**Supplied records**
**********

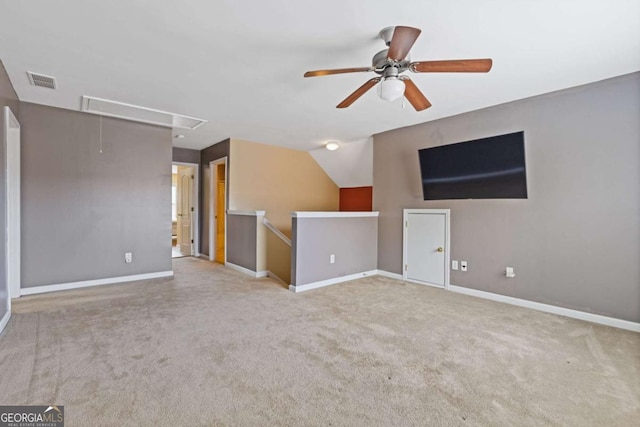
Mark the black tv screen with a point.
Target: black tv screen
(487, 168)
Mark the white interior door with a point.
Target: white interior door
(426, 248)
(185, 213)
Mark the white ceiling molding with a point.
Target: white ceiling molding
(349, 166)
(229, 64)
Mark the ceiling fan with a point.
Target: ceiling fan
(391, 63)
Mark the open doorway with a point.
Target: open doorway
(184, 209)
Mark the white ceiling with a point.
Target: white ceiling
(239, 64)
(350, 166)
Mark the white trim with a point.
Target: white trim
(195, 219)
(213, 180)
(5, 320)
(97, 282)
(86, 106)
(11, 138)
(328, 282)
(275, 231)
(447, 243)
(389, 274)
(420, 282)
(247, 213)
(246, 271)
(275, 277)
(333, 214)
(561, 311)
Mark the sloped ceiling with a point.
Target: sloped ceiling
(349, 166)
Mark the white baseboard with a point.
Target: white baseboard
(276, 277)
(389, 274)
(97, 282)
(553, 309)
(328, 282)
(5, 320)
(246, 271)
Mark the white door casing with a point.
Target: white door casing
(426, 246)
(12, 138)
(213, 185)
(185, 209)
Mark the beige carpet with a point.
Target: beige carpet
(211, 347)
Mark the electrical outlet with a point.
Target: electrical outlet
(509, 272)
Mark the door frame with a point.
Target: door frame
(12, 200)
(213, 185)
(195, 229)
(447, 243)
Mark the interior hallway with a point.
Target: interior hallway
(213, 347)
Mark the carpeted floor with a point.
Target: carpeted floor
(213, 347)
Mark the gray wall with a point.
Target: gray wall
(575, 241)
(82, 210)
(185, 155)
(8, 98)
(209, 154)
(242, 233)
(353, 241)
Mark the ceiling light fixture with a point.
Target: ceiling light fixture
(332, 145)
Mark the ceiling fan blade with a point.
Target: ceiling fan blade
(358, 93)
(402, 42)
(319, 73)
(414, 96)
(453, 66)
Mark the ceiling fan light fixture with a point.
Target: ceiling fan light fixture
(332, 145)
(391, 88)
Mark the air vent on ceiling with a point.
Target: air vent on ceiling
(105, 107)
(42, 80)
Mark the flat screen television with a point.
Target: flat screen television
(487, 168)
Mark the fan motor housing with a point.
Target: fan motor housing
(380, 62)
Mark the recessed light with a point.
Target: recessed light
(332, 145)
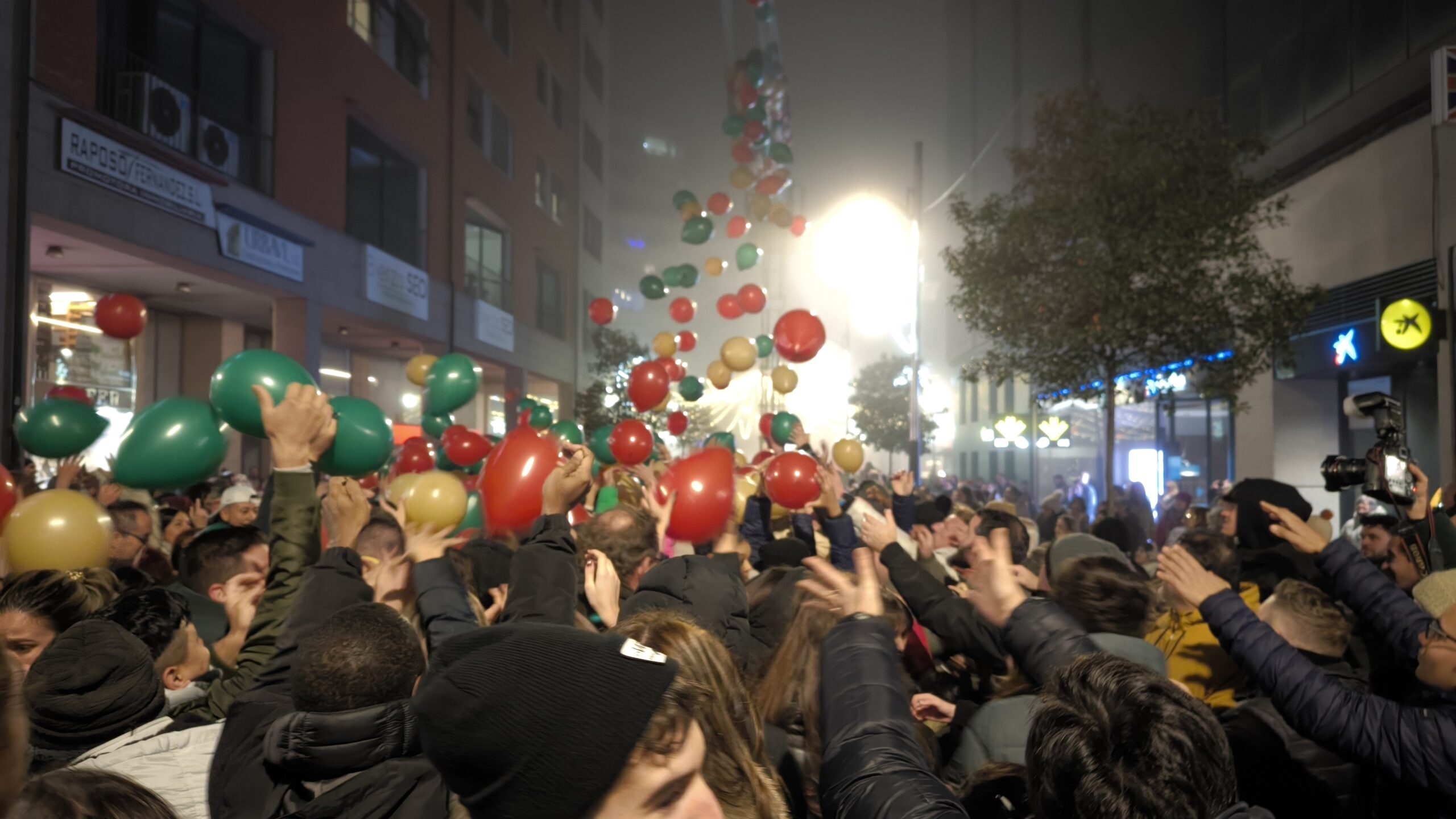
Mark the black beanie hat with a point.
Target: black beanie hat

**********

Print exactly the lines above from the one with "Target: electrical outlet" to the one with "Mark the ceiling light fixture with a point.", including both.

Target: electrical outlet
(509, 272)
Mark the door frame with a point.
Target: door frame
(12, 200)
(213, 185)
(195, 229)
(447, 243)
Mark the interior hallway with a point.
Target: interior hallway
(213, 347)
Mark the carpeted floor with a point.
Target: carpeted floor
(213, 347)
Mark the gray wall with a point.
Target: gray wall
(575, 241)
(82, 210)
(185, 155)
(8, 98)
(209, 154)
(242, 233)
(353, 241)
Mark the ceiling light fixture with a point.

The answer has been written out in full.